Which lines in the rows below contain the word "stage"? Pick them out and copy each one in full.

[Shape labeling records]
+++

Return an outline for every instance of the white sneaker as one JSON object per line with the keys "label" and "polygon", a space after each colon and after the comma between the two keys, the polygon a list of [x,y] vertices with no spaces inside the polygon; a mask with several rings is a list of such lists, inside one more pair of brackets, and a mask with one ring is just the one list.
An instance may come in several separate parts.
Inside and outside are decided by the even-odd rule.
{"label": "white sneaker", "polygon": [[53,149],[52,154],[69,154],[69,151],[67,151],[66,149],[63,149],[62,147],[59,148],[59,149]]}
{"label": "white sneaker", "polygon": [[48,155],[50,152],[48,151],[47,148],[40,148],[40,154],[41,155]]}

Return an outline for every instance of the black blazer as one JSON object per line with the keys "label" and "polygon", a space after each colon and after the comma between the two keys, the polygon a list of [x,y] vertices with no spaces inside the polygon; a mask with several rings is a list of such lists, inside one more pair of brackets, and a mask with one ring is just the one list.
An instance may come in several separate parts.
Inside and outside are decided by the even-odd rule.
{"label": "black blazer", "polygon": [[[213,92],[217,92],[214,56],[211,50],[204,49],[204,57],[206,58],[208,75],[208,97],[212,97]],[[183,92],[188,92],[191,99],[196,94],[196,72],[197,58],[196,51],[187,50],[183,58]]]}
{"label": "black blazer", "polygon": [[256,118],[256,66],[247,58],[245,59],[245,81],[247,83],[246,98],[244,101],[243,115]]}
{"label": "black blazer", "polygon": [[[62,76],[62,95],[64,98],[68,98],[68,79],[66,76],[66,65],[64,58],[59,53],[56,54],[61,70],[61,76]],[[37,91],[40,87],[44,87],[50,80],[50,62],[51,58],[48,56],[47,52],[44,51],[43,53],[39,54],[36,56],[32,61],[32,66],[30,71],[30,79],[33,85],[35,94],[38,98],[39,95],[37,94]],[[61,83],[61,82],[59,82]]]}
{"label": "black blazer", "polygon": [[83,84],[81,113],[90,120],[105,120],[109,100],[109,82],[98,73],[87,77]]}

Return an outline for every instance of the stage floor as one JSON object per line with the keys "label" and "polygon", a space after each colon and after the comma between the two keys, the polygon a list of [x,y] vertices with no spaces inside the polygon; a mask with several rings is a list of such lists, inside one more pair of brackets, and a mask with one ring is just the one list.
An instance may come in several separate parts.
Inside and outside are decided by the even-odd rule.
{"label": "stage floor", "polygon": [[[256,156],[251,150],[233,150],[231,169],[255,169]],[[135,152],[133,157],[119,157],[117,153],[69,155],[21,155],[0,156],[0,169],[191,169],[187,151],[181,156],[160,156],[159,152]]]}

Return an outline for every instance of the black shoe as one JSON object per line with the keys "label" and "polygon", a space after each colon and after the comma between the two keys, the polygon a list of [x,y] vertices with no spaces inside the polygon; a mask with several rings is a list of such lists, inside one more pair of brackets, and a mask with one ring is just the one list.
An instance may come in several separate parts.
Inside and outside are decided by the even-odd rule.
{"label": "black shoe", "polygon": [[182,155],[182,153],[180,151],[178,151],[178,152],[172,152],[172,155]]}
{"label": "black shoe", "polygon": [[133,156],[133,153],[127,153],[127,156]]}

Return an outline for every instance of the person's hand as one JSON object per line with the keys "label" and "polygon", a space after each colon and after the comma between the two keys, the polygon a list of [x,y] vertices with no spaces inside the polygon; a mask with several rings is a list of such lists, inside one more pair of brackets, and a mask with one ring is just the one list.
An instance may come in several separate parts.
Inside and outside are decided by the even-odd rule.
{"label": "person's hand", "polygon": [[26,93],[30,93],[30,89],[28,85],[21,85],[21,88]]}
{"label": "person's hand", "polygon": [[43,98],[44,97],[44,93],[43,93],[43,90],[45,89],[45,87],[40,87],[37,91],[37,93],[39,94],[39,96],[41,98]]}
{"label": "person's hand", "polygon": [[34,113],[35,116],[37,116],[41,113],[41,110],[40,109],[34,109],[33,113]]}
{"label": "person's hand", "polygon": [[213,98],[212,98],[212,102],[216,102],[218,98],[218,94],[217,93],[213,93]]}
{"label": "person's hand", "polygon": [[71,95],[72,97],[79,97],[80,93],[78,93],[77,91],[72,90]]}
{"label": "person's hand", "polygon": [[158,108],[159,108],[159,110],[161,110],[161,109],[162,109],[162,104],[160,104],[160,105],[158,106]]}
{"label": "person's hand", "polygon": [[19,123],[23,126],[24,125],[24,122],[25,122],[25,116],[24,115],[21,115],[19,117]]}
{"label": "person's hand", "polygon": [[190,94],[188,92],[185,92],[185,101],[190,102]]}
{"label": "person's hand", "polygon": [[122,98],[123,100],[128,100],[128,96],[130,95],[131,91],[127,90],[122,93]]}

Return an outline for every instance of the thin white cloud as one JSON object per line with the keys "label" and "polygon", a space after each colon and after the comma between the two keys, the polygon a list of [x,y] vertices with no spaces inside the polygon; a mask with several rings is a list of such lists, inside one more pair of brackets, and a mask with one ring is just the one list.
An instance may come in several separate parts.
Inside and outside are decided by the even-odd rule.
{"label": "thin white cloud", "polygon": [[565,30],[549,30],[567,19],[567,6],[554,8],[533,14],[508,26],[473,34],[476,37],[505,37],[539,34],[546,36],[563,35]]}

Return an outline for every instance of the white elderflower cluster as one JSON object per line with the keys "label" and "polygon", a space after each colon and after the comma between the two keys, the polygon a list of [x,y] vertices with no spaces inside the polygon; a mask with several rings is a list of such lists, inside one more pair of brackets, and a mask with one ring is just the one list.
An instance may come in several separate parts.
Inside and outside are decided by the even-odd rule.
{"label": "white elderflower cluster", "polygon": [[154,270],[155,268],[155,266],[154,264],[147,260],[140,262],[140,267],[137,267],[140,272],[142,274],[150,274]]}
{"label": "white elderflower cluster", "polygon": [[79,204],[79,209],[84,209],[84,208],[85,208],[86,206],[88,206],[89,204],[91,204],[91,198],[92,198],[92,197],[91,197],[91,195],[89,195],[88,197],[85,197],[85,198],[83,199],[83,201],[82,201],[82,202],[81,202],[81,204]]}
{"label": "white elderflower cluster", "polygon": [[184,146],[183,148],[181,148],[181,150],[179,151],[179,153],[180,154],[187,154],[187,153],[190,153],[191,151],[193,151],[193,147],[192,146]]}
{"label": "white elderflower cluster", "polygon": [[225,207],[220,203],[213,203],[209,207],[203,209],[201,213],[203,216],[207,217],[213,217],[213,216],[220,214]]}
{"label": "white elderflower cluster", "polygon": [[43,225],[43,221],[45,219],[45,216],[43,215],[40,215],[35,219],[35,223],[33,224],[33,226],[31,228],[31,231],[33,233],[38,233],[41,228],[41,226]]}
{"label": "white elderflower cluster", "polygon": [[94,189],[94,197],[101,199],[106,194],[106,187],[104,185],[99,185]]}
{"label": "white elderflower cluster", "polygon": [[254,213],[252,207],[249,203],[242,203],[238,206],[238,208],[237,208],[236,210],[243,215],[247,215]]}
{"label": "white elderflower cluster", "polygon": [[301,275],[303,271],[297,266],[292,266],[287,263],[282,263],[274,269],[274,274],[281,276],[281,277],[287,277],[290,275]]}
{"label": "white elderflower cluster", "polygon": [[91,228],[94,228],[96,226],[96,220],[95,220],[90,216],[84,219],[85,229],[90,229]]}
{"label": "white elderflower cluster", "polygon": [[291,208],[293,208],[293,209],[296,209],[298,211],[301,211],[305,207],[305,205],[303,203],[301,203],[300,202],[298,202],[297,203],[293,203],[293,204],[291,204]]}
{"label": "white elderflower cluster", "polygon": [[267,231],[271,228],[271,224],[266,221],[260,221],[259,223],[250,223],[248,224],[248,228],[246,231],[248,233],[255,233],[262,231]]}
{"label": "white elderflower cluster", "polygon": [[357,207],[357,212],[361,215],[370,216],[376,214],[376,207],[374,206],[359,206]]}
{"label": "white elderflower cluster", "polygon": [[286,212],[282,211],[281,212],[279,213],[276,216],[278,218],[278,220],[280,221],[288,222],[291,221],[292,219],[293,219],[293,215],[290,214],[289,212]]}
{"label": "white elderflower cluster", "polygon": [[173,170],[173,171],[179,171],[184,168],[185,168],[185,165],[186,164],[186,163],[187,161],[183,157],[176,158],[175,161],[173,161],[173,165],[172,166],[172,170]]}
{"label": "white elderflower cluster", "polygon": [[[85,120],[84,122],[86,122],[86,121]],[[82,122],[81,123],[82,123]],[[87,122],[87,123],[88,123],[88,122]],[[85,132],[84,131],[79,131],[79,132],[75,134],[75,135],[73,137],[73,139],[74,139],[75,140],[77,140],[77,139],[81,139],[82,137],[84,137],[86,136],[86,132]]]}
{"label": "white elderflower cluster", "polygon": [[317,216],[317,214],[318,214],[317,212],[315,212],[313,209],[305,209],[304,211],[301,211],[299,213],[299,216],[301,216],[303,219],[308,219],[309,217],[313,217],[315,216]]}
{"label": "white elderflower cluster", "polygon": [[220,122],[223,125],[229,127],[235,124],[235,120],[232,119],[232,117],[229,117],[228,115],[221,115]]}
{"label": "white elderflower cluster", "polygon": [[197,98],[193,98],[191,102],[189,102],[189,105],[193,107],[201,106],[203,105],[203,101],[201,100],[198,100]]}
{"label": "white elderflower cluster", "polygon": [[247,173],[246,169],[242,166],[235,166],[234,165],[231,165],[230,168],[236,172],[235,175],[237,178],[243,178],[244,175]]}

+++

▶ **CORRECT RESULT**:
Return an outline for every instance of the stage floor as one JSON object per line with the keys "label" and "polygon", a space after each colon and after the comma between the two keys, the polygon a list of [x,y] vertices with no spaces inside the polygon; a mask with several rings is a list of such lists, inside one more pair of brackets, and a mask with one ring is just the one list.
{"label": "stage floor", "polygon": [[[256,156],[251,150],[233,150],[231,169],[255,169]],[[135,152],[133,157],[119,157],[117,153],[69,155],[21,155],[0,156],[0,169],[191,169],[187,151],[181,156],[160,156],[159,152]]]}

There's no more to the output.